## Data provided:
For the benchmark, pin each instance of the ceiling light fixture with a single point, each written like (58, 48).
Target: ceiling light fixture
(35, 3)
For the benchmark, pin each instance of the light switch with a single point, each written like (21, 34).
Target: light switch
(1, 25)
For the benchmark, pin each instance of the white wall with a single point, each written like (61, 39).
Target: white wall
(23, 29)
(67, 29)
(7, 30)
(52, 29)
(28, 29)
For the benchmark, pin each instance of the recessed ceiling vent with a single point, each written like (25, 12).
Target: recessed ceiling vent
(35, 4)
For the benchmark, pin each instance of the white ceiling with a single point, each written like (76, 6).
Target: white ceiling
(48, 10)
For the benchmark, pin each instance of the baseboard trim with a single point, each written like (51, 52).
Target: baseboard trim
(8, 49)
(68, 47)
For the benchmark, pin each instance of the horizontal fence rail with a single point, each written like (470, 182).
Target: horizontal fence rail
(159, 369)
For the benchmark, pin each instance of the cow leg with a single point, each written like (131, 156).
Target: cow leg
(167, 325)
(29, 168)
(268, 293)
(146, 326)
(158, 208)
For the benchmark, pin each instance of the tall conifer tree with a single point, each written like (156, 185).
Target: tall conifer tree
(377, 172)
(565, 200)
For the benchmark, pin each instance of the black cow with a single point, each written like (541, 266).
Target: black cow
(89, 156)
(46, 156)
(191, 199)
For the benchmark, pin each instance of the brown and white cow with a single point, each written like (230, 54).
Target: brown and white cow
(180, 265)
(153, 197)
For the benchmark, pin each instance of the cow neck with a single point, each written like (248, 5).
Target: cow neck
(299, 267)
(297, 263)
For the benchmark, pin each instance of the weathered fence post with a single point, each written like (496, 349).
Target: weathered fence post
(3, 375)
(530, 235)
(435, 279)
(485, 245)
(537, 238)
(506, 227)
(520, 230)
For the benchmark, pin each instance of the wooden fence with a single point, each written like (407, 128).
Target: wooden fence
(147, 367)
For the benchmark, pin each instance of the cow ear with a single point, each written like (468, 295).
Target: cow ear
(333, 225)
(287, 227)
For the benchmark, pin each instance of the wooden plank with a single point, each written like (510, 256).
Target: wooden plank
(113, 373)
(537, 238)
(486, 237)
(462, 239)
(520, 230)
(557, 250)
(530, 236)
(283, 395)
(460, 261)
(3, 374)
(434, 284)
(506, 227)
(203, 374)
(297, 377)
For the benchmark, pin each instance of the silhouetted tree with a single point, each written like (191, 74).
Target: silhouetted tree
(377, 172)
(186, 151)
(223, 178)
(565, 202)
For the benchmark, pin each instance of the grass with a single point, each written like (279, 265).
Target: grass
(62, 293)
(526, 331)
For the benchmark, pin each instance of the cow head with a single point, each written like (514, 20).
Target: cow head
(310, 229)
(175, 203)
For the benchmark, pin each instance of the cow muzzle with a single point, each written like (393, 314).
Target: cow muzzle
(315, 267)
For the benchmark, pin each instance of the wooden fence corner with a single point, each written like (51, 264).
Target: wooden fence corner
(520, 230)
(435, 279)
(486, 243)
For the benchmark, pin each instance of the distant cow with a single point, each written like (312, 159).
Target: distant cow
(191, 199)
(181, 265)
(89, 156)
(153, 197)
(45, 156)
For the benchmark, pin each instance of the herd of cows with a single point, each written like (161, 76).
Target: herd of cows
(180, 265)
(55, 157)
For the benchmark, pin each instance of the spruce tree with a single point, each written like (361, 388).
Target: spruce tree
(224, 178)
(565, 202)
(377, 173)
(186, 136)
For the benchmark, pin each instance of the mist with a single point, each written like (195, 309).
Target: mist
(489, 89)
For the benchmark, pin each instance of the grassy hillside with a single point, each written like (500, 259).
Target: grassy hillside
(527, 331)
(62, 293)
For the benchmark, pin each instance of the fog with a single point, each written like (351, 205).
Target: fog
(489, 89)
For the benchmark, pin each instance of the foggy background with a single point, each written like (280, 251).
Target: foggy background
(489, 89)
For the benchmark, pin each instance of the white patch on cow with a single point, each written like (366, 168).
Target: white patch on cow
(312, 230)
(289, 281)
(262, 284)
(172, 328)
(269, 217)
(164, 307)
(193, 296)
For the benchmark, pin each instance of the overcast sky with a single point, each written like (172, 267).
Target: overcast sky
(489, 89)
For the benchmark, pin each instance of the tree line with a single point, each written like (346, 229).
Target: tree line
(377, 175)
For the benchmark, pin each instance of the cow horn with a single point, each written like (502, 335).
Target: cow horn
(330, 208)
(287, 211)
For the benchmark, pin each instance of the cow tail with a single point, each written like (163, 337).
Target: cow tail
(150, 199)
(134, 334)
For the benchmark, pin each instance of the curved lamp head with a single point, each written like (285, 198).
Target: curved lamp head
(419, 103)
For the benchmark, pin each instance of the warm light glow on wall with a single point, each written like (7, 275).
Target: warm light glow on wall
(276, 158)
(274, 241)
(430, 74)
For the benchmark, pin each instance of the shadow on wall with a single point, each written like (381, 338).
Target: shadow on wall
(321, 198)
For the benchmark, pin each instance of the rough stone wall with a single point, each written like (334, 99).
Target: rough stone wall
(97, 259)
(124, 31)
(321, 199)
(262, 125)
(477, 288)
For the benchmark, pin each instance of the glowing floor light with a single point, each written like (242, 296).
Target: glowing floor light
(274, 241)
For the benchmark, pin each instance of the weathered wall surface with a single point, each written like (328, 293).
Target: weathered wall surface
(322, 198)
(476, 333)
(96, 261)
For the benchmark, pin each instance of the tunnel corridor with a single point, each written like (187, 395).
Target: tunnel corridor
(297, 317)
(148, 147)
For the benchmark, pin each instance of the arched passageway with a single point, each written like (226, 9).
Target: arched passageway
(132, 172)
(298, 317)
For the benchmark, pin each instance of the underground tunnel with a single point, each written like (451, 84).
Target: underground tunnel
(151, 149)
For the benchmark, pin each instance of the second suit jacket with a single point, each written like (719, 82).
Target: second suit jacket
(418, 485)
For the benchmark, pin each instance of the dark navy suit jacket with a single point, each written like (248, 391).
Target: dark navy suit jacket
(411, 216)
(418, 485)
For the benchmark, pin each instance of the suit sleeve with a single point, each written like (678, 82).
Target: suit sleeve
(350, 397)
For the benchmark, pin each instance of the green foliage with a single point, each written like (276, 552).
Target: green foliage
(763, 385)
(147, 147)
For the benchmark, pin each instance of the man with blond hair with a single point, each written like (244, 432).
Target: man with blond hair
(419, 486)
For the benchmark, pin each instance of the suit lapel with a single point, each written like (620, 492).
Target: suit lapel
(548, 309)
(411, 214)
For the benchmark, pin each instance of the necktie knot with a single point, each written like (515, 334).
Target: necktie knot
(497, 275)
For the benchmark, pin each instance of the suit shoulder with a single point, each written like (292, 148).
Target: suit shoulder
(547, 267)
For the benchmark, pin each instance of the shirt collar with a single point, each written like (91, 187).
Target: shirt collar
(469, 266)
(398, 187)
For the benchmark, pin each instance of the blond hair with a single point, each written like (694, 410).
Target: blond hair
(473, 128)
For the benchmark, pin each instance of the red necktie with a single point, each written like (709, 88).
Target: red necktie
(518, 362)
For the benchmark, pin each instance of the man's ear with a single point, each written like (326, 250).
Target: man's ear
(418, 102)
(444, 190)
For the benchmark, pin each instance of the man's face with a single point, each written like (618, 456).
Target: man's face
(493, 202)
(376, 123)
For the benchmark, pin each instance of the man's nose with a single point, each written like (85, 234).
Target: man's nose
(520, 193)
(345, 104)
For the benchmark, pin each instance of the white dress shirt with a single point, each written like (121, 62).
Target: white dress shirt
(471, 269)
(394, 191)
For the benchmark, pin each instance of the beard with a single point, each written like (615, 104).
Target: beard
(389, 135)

## Stated problem:
Starting at the line that contains "For the benchmark, pin each instance of the suit lapel", print every line through the end of the listing, word for word. Leave out all the rest.

## Solution to this problem:
For the benchmark, pin each instance of the suit lapel with a single point, each written like (620, 492).
Target: suit lapel
(548, 309)
(411, 214)
For the benchmark, pin each instance of the necktie knot with a single point, each written like (515, 334).
Target: necktie knot
(497, 275)
For the benchmark, pin each instance of the suit shoulder with a single point, each written like (292, 148).
Target: suit shoulder
(547, 267)
For the benchmark, pin each instance of the shirt collar with a single point, each written like (91, 187).
Target: shirt collar
(469, 266)
(398, 187)
For the benchmark, pin each instance of the blond hair with a single point, each written like (694, 410).
Target: blond hair
(473, 128)
For the benchmark, pin each instance of the red necktie with a single point, each written like (709, 88).
Target: red necktie
(518, 362)
For the benchmark, pin each instance of the man's ear with a single point, each written like (326, 250).
Target: man's ear
(418, 102)
(444, 190)
For the benchmark, pin each instance of the man's face with a single point, each written like (618, 456).
Target: man's face
(493, 202)
(376, 123)
For the benchmark, pin each instance of the man's nose with a single point, each written like (85, 234).
Target: man's nose
(520, 193)
(345, 104)
For the benchmark, pin each instance of the white dress shirt with a single point, each written like (121, 62).
Target: white dress shirt
(471, 269)
(394, 191)
For the benchmark, pin each instance of the beard with a single point, each written like (615, 104).
Target: beard
(389, 135)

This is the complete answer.